GIVEN TEXT
The writer of the Gospel of John contributes to the Holy Trinity in Creation in his Prologue to the Gospel: “In the beginning was the Word—that is Christ—and the Word was with God and the Word was God. He was in the beginning with God. All things came into being in him and without him not one thing came into being” (John 1:1-3a).

Thus we have God in three Persons, “Blessed Trinity,” present and active in Creation.

In our Second Reading, the Apostle Paul concludes his Second Letter to the Corinthians, with these words: “The grace of our Lord Jesus Christ, the love of God, and the communion of the Holy Spirit be with you all.”

Here Paul is explicit about naming the three Persons of the Trinity. In this blessing that has come to be used in our liturgy, we are reminded that our Triune God is not static, but rather active. The three words Paul uses as descriptors of God—grace, love, and communion—really only work when the nouns become verbs. Imagine beginning and ending each day with Paul’s blessing, living and acting grace, living and acting love, and living and acting communion, with God and with one another!

DATA SEGMENT
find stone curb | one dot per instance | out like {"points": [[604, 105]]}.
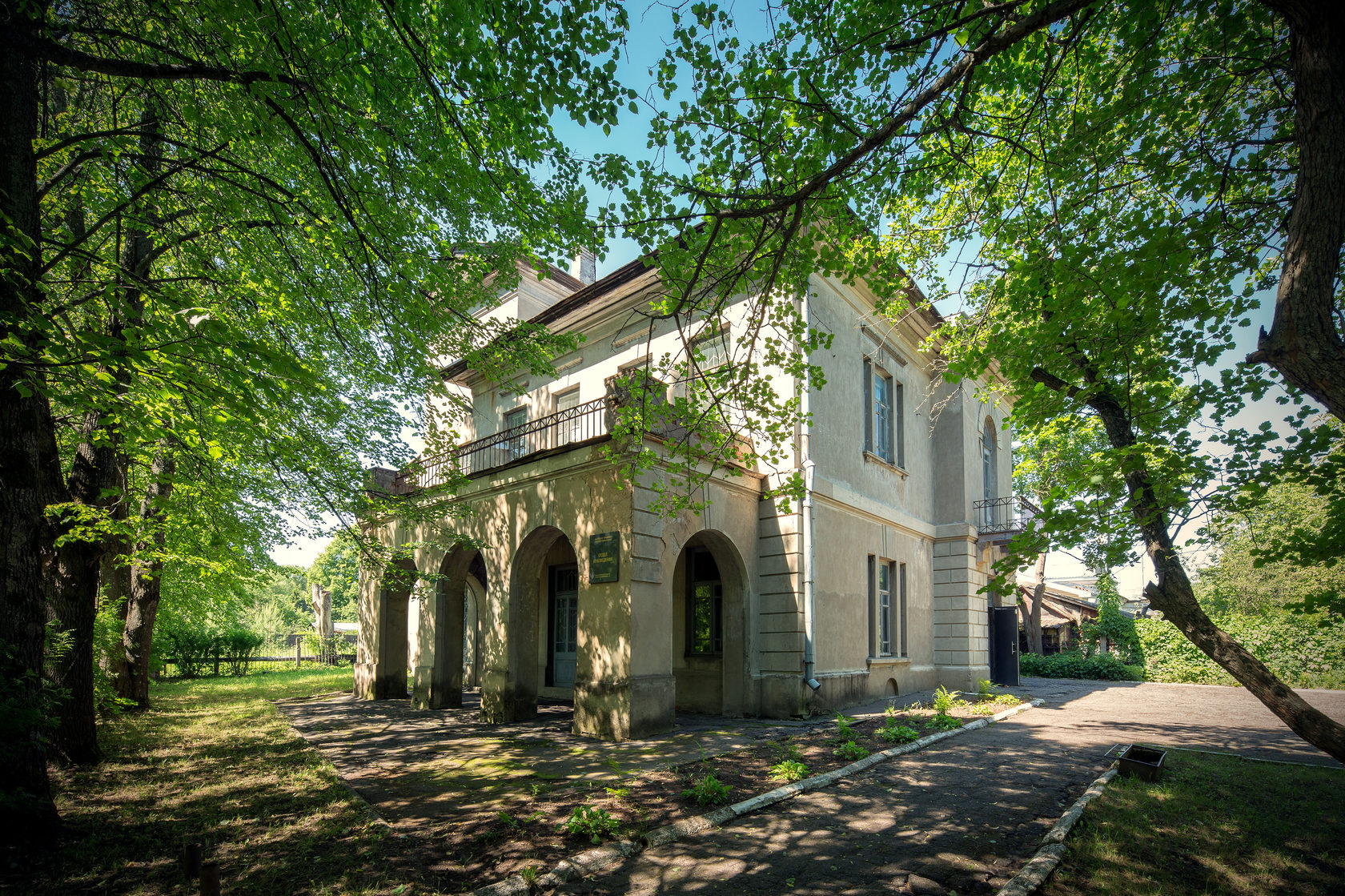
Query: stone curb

WHAT TO DO
Please explain, in one to three sentences, why the Trinity reflection above says Paul is explicit about naming the three Persons of the Trinity.

EXERCISE ANSWER
Paul closes his Second Letter to the Corinthians with a blessing that names each Person: "The grace of our Lord Jesus Christ, the love of God, and the communion of the Holy Spirit be with you all."